* Exercise aim *
From the first line to the last, write out the listing exactly.

* Data provided *
[Start of section]
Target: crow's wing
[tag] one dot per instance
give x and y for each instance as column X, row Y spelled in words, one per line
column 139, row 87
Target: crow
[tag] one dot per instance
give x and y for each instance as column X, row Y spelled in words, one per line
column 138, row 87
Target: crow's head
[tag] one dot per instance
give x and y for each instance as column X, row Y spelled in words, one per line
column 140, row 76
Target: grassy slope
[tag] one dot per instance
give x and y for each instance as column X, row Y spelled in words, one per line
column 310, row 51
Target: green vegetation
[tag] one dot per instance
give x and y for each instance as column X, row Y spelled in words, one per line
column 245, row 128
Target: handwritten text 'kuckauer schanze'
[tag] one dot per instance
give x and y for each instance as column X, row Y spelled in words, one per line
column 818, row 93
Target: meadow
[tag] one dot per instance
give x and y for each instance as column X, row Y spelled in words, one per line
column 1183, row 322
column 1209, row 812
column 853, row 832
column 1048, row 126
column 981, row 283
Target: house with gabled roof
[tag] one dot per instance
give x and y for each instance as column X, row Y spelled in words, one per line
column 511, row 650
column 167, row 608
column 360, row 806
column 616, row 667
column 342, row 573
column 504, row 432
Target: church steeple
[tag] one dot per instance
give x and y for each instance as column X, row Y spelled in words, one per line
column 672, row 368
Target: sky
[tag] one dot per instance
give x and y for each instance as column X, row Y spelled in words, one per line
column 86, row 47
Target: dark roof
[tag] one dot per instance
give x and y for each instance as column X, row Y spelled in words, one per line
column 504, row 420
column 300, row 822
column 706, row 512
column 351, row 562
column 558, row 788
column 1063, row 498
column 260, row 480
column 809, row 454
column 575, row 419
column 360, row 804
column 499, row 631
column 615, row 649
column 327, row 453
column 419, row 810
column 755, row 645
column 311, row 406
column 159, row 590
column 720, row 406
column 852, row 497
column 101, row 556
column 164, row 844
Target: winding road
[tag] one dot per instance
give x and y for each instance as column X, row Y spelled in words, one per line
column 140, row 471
[End of section]
* Solved exercise *
Target: crow's wing
[tag] one dot per instance
give x and y for each instance as column X, row Y spelled in words, one per line
column 139, row 87
Target: crow
[tag] one dot per instance
give x and y for each instance as column X, row Y spelled in words, one per line
column 138, row 87
Target: crow's head
[tag] one dot per instance
give x and y for each instance as column X, row Y spelled in words, one per line
column 140, row 76
Target: grassy slope
[tag] one dot per instance
give x and y for each instance as column X, row Y spelled in words, one per line
column 310, row 51
Target: green vegetation
[tag] one dot per instance
give x and y for each instance as column X, row Y spelled in words, one per line
column 245, row 128
Target: handwritten text 'kuckauer schanze'
[tag] one dot per instance
give x and y for each instance as column X, row Y spelled in words, one per line
column 818, row 93
Target: meadow
[tag] one dot per instance
give x and y for each instance as column X, row Y spelled in words, one per line
column 1183, row 322
column 1209, row 812
column 853, row 832
column 1048, row 126
column 981, row 283
Target: house with gabled roof
[tag] one dot per instance
give x and y for each instance as column X, row Y spelled in words, one per line
column 511, row 650
column 167, row 608
column 360, row 806
column 616, row 667
column 342, row 573
column 504, row 432
Target: church steeple
[tag] one dot per instance
give x and y for each instance as column X, row Y spelled in words, one per line
column 672, row 368
Target: sky
[tag] one dot per instance
give x and y for each instance as column X, row Y spelled in words, one per line
column 86, row 47
Target: dark roof
[tag] one dot per instance
give x and y for each instance as column X, row Y spelled in words, one per line
column 504, row 420
column 300, row 822
column 706, row 512
column 351, row 562
column 558, row 788
column 1063, row 498
column 260, row 480
column 809, row 454
column 575, row 419
column 360, row 804
column 499, row 631
column 615, row 649
column 327, row 453
column 419, row 810
column 755, row 645
column 311, row 406
column 159, row 590
column 720, row 406
column 852, row 497
column 101, row 556
column 164, row 844
Target: winding road
[tag] one dot per instance
give x and y for each instance as column X, row Y spelled in words, one per line
column 140, row 471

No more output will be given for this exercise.